START
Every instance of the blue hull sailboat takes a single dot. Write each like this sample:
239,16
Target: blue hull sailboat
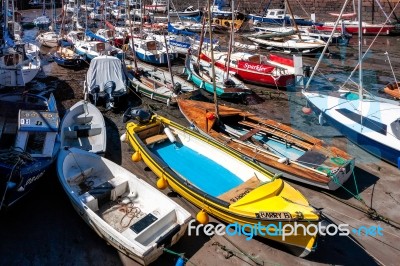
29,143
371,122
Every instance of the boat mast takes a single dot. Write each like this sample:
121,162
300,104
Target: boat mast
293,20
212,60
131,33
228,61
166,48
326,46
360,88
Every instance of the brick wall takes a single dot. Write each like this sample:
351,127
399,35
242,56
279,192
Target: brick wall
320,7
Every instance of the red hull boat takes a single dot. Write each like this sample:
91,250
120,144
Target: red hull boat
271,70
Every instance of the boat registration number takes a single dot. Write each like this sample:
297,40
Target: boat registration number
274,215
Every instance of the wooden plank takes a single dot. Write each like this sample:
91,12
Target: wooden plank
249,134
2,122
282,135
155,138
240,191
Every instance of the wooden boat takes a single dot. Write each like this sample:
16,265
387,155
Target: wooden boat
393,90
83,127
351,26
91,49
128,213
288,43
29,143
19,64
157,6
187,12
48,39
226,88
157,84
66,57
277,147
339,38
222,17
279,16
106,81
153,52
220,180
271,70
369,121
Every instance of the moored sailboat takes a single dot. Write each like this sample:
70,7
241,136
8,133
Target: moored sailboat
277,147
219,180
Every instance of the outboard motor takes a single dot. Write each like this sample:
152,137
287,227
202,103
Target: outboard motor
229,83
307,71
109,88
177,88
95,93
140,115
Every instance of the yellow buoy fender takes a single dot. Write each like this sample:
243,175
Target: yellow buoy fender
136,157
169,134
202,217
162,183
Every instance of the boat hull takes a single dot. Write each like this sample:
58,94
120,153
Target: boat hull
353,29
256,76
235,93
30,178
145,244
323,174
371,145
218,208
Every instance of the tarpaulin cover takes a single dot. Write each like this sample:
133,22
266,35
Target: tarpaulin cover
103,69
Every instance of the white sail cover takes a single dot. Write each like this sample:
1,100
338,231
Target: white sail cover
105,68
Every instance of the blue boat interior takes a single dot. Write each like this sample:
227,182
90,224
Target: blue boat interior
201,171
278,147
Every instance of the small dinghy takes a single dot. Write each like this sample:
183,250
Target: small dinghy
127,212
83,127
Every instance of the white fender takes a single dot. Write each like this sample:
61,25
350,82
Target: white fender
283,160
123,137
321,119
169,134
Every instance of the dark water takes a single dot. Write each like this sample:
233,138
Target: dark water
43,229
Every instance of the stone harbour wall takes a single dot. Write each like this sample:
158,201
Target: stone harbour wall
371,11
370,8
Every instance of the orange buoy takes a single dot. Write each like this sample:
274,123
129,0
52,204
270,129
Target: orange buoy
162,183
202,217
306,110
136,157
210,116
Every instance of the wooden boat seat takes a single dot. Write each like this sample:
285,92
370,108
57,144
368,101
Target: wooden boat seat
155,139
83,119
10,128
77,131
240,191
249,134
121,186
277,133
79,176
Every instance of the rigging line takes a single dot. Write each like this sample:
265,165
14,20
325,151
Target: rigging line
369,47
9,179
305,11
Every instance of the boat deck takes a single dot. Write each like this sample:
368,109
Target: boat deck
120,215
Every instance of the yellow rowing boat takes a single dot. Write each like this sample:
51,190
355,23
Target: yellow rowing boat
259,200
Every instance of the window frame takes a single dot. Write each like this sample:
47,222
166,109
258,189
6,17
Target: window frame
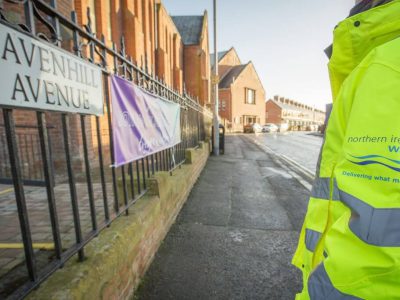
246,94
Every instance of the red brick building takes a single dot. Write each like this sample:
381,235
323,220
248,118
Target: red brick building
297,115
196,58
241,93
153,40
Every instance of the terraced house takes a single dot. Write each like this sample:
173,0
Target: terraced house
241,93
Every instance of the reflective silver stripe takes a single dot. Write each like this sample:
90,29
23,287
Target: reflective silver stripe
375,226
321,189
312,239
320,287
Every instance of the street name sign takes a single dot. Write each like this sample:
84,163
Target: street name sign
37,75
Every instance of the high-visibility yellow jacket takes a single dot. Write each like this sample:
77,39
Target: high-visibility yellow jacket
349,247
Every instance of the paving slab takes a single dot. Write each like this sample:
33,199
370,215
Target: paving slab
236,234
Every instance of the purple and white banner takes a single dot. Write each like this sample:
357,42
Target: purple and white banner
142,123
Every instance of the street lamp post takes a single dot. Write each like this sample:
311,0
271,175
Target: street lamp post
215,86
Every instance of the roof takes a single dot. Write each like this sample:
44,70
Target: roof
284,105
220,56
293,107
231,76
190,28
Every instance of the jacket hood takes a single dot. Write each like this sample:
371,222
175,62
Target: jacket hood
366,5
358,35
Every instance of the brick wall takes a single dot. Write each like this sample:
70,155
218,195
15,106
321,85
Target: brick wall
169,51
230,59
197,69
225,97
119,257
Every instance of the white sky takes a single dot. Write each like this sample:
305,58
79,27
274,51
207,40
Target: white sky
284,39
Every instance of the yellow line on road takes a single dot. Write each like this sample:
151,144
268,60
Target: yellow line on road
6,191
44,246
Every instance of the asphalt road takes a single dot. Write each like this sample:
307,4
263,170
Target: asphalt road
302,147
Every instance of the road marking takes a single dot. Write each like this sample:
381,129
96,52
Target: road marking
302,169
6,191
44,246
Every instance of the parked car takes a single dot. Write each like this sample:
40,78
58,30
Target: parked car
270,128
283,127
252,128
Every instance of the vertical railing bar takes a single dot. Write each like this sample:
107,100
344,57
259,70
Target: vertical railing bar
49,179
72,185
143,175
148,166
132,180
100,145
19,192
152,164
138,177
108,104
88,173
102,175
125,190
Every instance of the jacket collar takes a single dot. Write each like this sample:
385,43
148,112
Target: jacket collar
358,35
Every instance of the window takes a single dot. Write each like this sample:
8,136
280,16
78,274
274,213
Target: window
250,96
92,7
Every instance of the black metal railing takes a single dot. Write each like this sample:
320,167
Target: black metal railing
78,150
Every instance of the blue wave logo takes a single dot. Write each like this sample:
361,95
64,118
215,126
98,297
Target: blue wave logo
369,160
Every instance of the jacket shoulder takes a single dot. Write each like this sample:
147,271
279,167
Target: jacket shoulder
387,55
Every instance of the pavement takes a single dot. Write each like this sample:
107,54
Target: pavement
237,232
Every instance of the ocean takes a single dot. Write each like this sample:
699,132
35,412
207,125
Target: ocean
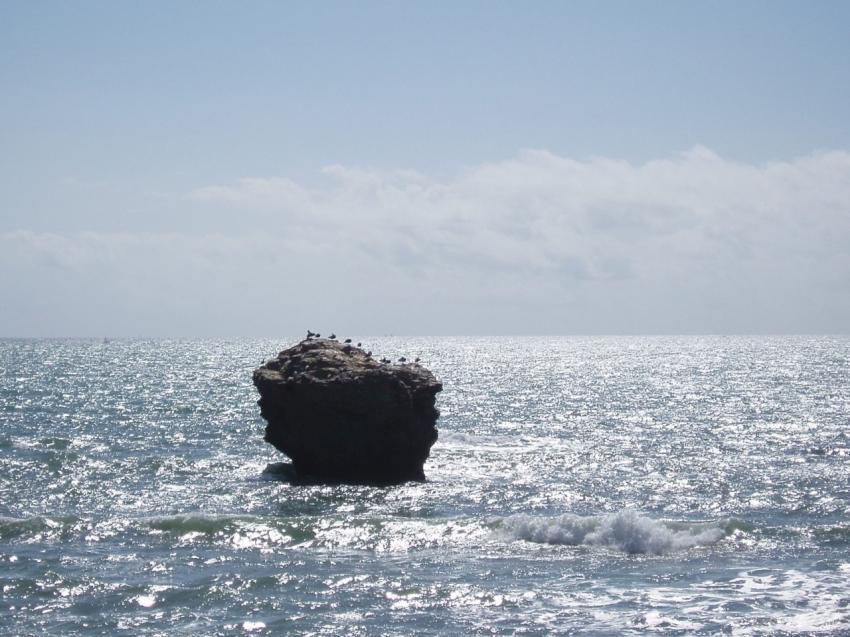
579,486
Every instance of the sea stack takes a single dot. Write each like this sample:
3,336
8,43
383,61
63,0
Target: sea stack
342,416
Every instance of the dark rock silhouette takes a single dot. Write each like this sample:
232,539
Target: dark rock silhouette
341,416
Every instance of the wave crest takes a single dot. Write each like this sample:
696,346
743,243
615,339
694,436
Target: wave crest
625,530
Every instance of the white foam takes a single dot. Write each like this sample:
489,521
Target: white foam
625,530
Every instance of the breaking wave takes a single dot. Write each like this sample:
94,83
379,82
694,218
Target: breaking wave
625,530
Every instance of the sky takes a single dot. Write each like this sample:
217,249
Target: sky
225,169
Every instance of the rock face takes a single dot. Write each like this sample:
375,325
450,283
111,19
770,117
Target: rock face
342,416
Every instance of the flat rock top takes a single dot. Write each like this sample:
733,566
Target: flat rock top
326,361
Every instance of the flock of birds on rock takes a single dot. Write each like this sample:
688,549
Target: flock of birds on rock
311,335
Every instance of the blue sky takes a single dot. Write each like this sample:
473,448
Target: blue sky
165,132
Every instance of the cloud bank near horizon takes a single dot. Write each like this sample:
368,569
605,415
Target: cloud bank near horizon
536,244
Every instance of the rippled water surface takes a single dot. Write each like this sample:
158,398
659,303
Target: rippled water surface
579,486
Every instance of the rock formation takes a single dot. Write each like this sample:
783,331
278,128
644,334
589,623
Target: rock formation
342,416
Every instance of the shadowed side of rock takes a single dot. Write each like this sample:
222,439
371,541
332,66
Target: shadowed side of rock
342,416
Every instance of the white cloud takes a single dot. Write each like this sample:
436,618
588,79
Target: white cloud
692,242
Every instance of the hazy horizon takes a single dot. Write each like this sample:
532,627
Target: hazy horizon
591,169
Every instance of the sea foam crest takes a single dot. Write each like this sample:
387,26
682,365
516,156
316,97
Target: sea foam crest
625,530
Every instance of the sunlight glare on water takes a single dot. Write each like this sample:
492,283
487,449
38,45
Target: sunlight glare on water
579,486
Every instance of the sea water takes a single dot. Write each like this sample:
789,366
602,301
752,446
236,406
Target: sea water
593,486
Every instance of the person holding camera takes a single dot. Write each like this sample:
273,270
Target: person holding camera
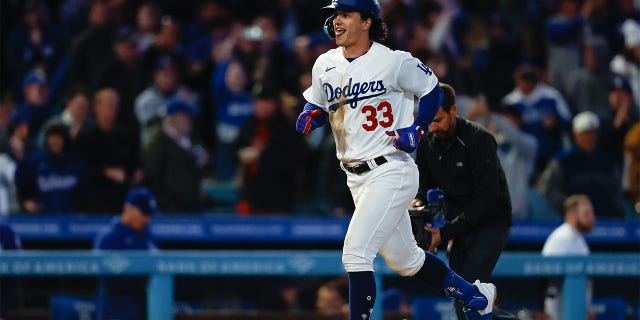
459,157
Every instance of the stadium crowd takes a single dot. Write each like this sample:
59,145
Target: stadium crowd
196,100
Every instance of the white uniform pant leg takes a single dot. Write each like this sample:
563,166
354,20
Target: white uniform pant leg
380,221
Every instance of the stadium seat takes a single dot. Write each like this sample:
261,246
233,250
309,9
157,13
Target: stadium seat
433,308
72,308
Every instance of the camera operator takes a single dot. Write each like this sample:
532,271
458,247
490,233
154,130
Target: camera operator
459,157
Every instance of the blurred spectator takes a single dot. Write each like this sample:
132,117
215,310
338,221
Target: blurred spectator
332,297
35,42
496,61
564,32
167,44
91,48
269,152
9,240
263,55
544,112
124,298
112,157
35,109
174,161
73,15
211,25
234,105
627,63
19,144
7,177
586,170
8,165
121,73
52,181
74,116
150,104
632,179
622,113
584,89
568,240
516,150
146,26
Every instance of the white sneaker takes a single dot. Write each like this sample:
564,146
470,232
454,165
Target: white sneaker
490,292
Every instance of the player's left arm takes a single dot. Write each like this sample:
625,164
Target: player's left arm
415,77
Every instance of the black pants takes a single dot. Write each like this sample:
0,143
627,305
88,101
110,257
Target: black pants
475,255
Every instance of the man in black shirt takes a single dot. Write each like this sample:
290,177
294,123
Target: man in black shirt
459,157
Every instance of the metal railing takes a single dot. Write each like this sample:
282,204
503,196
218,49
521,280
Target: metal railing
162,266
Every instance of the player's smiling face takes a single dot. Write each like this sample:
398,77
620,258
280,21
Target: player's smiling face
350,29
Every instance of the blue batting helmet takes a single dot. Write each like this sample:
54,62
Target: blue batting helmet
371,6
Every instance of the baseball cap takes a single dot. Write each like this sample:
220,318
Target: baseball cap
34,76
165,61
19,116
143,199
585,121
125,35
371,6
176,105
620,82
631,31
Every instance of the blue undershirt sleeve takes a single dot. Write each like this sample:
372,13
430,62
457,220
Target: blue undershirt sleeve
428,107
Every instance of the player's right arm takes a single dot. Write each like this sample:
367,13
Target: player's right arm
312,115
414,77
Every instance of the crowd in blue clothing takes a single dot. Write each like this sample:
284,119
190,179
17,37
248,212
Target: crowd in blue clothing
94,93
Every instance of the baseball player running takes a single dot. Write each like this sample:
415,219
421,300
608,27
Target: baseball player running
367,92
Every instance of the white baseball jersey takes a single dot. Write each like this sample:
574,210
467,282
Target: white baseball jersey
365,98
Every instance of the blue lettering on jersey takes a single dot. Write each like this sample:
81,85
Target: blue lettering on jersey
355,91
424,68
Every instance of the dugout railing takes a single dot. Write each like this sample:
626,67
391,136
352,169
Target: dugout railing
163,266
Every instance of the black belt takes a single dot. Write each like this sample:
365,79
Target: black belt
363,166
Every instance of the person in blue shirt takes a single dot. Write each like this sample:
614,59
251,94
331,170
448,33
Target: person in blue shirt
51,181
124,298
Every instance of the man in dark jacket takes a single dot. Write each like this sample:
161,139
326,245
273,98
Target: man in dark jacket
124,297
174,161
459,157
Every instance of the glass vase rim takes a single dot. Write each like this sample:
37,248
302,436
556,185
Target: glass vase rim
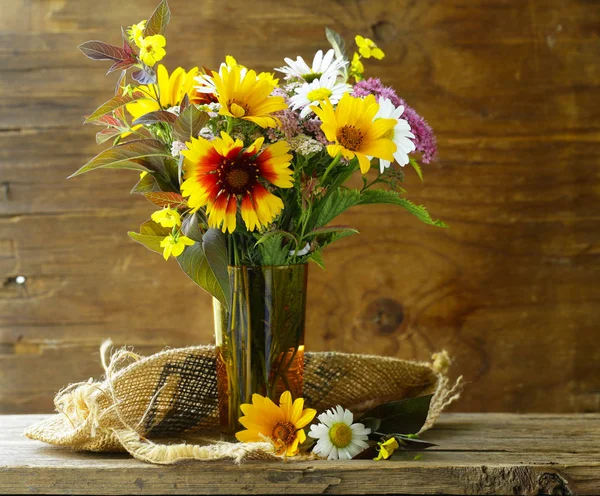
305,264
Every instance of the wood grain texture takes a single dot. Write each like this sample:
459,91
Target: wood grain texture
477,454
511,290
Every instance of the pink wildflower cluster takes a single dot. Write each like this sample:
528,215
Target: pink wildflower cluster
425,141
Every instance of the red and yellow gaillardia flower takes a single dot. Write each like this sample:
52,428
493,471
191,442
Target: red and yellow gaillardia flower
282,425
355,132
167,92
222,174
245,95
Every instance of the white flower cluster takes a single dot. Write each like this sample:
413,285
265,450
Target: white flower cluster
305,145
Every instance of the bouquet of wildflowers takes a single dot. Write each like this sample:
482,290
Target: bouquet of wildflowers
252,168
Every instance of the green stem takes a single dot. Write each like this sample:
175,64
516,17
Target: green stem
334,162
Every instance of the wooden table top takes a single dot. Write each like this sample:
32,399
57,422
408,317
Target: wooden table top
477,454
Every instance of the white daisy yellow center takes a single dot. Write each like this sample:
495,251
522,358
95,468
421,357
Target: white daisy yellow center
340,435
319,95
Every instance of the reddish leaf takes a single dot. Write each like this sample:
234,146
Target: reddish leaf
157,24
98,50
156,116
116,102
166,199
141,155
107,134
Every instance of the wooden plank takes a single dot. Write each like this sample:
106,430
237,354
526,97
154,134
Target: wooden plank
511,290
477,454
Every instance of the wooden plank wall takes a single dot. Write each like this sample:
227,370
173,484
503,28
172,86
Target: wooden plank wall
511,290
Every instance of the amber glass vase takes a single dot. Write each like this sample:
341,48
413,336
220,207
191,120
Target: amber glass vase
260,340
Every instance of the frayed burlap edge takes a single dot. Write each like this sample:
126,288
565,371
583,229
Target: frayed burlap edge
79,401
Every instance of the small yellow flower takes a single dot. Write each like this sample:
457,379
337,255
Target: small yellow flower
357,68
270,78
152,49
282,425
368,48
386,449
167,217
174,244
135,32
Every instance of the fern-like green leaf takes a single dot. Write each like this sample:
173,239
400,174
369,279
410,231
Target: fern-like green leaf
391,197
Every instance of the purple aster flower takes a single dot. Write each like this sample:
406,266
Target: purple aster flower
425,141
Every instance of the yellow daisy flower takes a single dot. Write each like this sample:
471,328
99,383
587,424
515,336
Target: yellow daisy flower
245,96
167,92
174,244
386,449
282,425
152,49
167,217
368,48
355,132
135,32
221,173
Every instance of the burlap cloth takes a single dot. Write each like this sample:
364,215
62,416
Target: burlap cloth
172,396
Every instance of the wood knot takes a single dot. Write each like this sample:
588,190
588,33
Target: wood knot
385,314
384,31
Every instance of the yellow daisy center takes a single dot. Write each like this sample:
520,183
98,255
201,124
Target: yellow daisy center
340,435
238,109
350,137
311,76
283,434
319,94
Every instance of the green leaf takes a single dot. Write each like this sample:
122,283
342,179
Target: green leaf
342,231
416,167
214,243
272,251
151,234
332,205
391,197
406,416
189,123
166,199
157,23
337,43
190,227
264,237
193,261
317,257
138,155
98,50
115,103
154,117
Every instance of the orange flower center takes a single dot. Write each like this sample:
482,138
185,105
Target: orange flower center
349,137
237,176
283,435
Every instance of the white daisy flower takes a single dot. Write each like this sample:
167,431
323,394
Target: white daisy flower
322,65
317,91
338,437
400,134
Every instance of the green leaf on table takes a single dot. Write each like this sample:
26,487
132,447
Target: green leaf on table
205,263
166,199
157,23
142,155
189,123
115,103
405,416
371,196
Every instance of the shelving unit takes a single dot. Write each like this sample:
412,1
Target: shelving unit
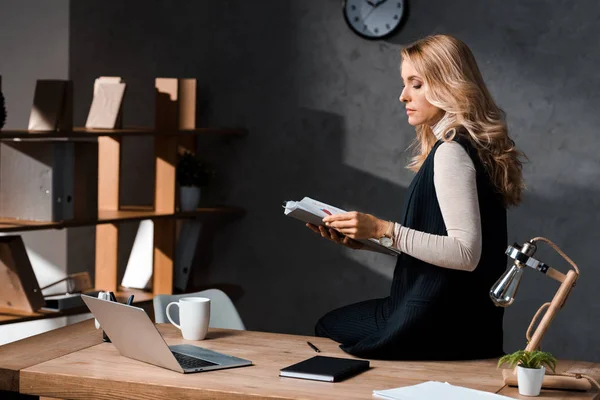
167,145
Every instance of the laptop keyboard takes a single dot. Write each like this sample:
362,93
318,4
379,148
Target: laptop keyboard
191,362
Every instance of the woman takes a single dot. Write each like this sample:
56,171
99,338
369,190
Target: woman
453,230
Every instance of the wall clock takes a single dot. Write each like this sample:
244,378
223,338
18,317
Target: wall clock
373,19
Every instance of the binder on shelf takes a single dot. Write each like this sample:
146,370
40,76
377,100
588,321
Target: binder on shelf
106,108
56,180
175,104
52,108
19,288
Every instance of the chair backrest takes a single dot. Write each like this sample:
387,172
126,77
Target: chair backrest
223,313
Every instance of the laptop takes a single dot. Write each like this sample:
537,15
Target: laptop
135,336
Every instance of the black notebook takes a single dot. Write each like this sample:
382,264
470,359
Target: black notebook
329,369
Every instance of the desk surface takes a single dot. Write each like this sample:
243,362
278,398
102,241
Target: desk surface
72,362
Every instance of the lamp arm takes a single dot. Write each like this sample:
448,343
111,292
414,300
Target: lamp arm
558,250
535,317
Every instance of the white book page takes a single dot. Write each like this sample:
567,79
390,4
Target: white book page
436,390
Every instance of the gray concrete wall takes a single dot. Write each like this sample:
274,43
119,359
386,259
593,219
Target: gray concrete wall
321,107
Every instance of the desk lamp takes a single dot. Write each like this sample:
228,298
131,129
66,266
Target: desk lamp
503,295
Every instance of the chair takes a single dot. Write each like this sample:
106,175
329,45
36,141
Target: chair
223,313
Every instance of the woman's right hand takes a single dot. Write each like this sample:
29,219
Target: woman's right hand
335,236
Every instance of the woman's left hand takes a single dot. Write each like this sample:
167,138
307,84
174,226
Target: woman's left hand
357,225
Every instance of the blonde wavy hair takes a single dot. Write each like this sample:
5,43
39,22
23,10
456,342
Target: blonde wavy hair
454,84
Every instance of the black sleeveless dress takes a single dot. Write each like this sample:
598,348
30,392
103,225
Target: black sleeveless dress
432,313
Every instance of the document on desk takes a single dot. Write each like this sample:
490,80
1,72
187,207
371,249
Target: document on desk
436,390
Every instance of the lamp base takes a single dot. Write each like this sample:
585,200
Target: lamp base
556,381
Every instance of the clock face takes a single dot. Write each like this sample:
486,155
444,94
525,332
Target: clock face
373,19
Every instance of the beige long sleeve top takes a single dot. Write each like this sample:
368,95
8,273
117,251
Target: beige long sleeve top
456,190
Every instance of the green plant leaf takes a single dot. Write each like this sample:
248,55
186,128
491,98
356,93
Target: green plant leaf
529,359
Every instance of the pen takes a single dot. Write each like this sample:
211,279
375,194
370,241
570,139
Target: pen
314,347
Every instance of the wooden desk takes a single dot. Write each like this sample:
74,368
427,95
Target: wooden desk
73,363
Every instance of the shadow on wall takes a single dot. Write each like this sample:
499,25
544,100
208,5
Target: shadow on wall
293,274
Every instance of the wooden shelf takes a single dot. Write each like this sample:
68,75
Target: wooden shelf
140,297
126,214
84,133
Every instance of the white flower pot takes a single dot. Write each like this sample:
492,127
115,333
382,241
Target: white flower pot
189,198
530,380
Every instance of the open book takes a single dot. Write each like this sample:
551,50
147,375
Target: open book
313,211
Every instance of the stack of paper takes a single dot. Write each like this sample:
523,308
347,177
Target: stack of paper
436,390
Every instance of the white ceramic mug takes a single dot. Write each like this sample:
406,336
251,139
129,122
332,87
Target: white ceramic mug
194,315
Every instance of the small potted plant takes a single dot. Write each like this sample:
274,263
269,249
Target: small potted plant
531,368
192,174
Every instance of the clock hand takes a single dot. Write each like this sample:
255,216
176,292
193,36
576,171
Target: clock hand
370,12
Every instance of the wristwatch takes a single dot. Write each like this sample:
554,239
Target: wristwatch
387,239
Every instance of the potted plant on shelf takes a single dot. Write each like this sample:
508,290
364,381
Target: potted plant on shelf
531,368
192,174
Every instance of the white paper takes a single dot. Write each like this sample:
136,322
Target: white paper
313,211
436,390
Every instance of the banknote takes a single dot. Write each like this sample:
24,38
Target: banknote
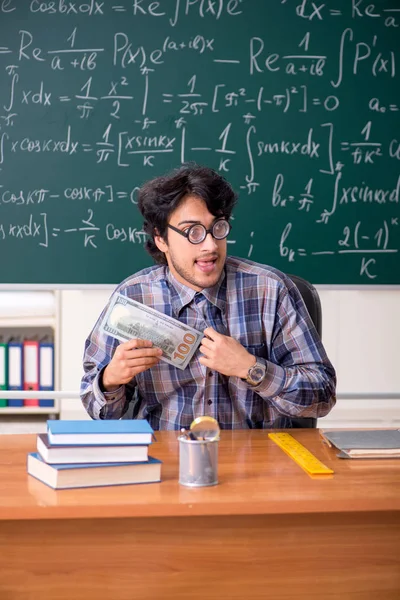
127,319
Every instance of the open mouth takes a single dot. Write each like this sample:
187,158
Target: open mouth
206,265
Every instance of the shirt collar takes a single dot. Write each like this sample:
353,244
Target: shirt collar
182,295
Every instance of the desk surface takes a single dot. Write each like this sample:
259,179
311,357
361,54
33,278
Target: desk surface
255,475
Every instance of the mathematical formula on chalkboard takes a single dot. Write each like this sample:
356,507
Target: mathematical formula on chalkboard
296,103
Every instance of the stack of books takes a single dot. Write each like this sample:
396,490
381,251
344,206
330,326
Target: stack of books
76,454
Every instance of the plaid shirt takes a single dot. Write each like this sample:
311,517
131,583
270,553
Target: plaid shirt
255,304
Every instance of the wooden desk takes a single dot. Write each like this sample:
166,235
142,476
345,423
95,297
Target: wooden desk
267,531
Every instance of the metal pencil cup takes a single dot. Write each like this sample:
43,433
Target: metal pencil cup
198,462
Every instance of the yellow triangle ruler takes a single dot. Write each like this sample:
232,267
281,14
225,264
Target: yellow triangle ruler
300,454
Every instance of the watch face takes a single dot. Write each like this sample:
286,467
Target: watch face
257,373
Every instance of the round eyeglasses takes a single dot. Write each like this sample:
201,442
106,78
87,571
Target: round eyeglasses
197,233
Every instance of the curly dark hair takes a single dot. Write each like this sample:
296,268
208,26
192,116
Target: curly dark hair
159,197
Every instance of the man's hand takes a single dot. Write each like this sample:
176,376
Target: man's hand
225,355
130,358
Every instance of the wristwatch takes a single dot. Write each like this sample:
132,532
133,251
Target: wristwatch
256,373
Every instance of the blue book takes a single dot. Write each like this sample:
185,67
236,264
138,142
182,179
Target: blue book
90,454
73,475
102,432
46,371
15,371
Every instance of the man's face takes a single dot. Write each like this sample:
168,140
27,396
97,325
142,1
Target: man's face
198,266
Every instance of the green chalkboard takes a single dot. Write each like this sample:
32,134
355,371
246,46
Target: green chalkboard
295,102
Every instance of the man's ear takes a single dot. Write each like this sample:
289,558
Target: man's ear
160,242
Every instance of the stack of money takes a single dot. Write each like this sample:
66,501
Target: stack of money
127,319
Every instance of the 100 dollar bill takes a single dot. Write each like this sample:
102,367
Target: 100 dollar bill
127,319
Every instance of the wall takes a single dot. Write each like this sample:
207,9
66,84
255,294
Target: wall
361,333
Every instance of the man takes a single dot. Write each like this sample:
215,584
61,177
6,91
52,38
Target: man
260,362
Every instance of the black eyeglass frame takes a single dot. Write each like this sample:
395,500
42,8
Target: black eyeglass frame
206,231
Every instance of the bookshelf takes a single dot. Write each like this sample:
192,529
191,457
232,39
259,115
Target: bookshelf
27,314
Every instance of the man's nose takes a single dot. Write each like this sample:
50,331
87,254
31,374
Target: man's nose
END
- Exercise details:
Print again the material above, limited to the lines from the one holding "Every instance of the wall takes" through the last, inclusive.

- Task response:
Every instance of the wall takes a single dot. Write each like this sample:
207,9
66,84
255,294
Target: wall
361,333
Every instance of the man takes a single dot. Write each like this sample:
215,584
61,177
6,91
52,38
Target: man
260,362
Every instance of the black eyeglass frame takes a single dot. Write each like this sample:
395,500
42,8
Target: black eyeglass frame
206,231
Every instance of the bookshelf takes a single dot. Write each like this sample:
192,529
191,457
232,39
259,115
Target: bookshelf
27,314
Every instance of the man's nose takes a single dot. Write each like this sample:
50,331
87,254
31,374
Target: man's nose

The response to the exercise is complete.